§ **THE INPUT**:
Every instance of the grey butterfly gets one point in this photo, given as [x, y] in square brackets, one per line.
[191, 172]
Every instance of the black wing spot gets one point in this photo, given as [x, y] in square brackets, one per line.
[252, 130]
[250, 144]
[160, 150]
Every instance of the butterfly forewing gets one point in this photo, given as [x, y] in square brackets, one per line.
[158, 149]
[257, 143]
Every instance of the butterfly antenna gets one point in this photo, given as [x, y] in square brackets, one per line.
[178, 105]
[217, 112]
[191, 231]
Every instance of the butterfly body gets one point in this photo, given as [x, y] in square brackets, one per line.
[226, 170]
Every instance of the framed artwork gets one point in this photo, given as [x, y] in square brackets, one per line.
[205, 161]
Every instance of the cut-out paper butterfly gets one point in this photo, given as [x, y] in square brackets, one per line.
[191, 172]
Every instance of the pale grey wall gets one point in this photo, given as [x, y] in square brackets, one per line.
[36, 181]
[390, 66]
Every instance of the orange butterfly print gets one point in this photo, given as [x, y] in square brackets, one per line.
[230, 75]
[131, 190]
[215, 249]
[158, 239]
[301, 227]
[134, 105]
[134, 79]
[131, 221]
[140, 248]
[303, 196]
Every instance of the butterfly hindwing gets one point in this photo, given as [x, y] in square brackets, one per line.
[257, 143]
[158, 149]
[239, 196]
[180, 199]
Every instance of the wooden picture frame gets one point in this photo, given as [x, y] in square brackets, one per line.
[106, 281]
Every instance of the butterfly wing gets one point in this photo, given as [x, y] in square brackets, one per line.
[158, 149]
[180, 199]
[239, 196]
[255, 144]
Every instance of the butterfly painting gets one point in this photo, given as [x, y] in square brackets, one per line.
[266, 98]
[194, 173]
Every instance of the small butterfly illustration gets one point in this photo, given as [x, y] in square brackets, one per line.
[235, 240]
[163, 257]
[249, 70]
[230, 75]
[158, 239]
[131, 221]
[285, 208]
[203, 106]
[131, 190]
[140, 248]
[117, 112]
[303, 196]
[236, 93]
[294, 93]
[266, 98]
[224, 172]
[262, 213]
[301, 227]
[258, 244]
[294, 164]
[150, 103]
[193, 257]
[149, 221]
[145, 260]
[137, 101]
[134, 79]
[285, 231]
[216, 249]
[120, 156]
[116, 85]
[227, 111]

§ **STATED TASK**:
Render every line of the entries above as a JSON array of strings, one string per line, with blank lines omitted.

§ **ANSWER TO THIS EXERCISE**:
[
  "Every instance of the grey butterfly gets one point in this photo, given as [x, y] in square brackets, one per line.",
  "[191, 172]",
  "Every instance of the black wing spot gets one point in this photo, given as [x, y] in square brackets, one per line.",
  "[252, 130]",
  "[250, 144]",
  "[160, 150]",
  "Every instance of the butterfly forewing gets one point in this photo, given as [x, y] in square brackets, one per line.",
  "[158, 149]",
  "[257, 143]",
  "Every instance of the butterfly antenna gets one point in this photo, given as [x, y] in square brackets, one per line.",
  "[178, 105]",
  "[217, 112]",
  "[191, 231]",
  "Every instance of the butterfly body gets one point in this photo, given as [x, y] in square brackets, one per line.",
  "[226, 170]",
  "Every instance of the framed artwork gets one point in this photo, given as [x, y] in square brackets, one per line.",
  "[205, 161]",
  "Every instance of the cut-out paper butterfly gets one point in this photo, given as [x, y] in square brackets, one per line.",
  "[191, 172]",
  "Every instance of the pale grey wall gets one point in this photo, given as [x, y] in square brackets, one per line.",
  "[36, 181]",
  "[390, 66]",
  "Every instance of the orange butterfly print gets one point in this photo, given as [x, y] in square brackets, one per line.",
  "[230, 75]",
  "[131, 190]",
  "[215, 249]",
  "[158, 239]",
  "[301, 227]",
  "[134, 105]",
  "[134, 79]",
  "[131, 221]",
  "[140, 248]",
  "[303, 196]",
  "Every instance of the butterfly hindwing gets one point in this photo, given as [x, y] in square brackets, one per line.",
  "[257, 143]",
  "[158, 149]",
  "[239, 196]",
  "[180, 199]",
  "Every instance of the wooden picture frame gets one point in this photo, given as [x, y] in square brackets, one per line.",
  "[106, 281]",
  "Every instance of the butterfly wing gets one point in this photo, given as [x, y] in square brackets, one per line.",
  "[158, 149]",
  "[180, 199]",
  "[239, 196]",
  "[255, 144]",
  "Every instance of the butterfly painting gets one point in this photo, given as [x, y] in square brackets, one per line.",
  "[266, 98]",
  "[194, 173]",
  "Every instance of the small butterfly illustration gets one point in this photo, given as [x, y] in square brackets, one per line.",
  "[235, 240]",
  "[163, 257]",
  "[249, 70]",
  "[230, 75]",
  "[158, 239]",
  "[131, 221]",
  "[285, 208]",
  "[203, 106]",
  "[131, 190]",
  "[140, 248]",
  "[117, 112]",
  "[303, 196]",
  "[236, 93]",
  "[294, 93]",
  "[266, 98]",
  "[224, 172]",
  "[262, 213]",
  "[301, 227]",
  "[258, 244]",
  "[294, 164]",
  "[150, 103]",
  "[193, 257]",
  "[149, 221]",
  "[145, 260]",
  "[137, 101]",
  "[134, 79]",
  "[285, 231]",
  "[216, 249]",
  "[120, 156]",
  "[116, 85]",
  "[227, 111]"
]